CONSIGNES DE L'EXERCICE:
[1] Dans l'extrait sur le business plan et les syllabus, quel est le nom du projet concerné par le business plan ?
[2] Prolongez l'extrait sur le business plan et les syllabus à partir de sa dernière phrase.

EXTRAIT DU TEXTE:
+===+
Comme c’est souvent le cas, le quotidien se bouscule entre mes plans. Le plan est d’achever aussi vite que possible la rédaction de mon business plan pour le projet EneFin. Le quotidien c’est surtout la fac. Le début de l’été c’est la fin d’une année académique et en même temps le début des préparations pour l’année prochaine et pour moi, ceci veut dire la préparation des nouveaux syllabus. J’ai pris l’habitude d’utiliser ce blog – Discover Social Sciences – comme un medium général pour discuter et décrire tout ce qui se passe dans ma vie de chercheur et d’enseignant. Je documente ici tout ce que je fais dans ce domaine. J’entreprends donc de documenter aussi bien le travail courant sur ce business plan que le travail sur mes syllabus.
+===+
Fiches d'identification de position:
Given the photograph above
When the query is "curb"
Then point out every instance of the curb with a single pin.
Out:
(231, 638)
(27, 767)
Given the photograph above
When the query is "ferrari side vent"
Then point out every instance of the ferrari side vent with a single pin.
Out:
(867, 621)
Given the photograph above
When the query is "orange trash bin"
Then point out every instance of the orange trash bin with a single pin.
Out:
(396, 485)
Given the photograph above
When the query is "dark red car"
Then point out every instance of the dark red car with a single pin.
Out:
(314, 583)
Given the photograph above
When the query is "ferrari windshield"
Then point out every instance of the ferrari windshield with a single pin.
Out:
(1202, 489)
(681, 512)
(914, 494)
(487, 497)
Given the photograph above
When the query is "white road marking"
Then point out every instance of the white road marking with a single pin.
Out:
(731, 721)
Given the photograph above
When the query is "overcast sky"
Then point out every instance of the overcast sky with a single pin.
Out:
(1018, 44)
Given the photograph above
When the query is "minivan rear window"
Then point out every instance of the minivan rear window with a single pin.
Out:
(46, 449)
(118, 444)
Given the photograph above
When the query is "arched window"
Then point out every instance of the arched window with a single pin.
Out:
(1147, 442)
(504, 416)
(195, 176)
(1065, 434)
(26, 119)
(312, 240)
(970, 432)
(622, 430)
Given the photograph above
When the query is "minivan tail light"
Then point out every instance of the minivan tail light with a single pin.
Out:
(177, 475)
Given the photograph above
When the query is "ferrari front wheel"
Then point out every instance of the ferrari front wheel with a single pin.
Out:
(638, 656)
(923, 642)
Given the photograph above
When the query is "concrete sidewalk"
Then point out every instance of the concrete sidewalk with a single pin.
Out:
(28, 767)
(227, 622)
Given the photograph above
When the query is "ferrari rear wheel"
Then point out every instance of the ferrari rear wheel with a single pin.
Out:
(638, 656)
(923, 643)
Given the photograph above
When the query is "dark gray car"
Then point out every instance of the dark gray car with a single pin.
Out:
+===+
RÉPONSES DANS L'ORDRE:
[1] Le projet EneFin.

[2]
En ce qui concerne le business plan pour le projet EneFin, je viens de faire un grand pas conceptuel en avant. Mes deux dernières mises à jour – « Protège-cul, pardon, stratégie de réduction de risque » ainsi que « The art of using all those small financial margins » –  m’ont fait prendre conscience qu’en tant qu’une entreprise FinTech, le projet EneFin c’est surtout du financier. Le Tech, il n’y en a pas vraiment des tonnes dans le FinTech. En termes d’organisation et de concept d’entreprise, le FinTech c’est surtout de la finance. Mon raisonnement ici est très simple. Ce qui détermine la nature d’un business c’est la structure de ses actifs, donc la façon dont le capital fourni sur le côté passif du bilan est alloué en des ressources capables de créer de la valeur ajoutée. Bien que les entreprises FinTech dépensent des quantités significatives de capital sur l’ingénierie informatique, ladite ingénierie ne va pas vraiment loin au-delà de ce que font les banques. C’est de la dépense sur la sécurité des systèmes et des transactions, sur la présentation niveau interface utilisateur, sur l’ergonomie et la fluidité d’interactions etc.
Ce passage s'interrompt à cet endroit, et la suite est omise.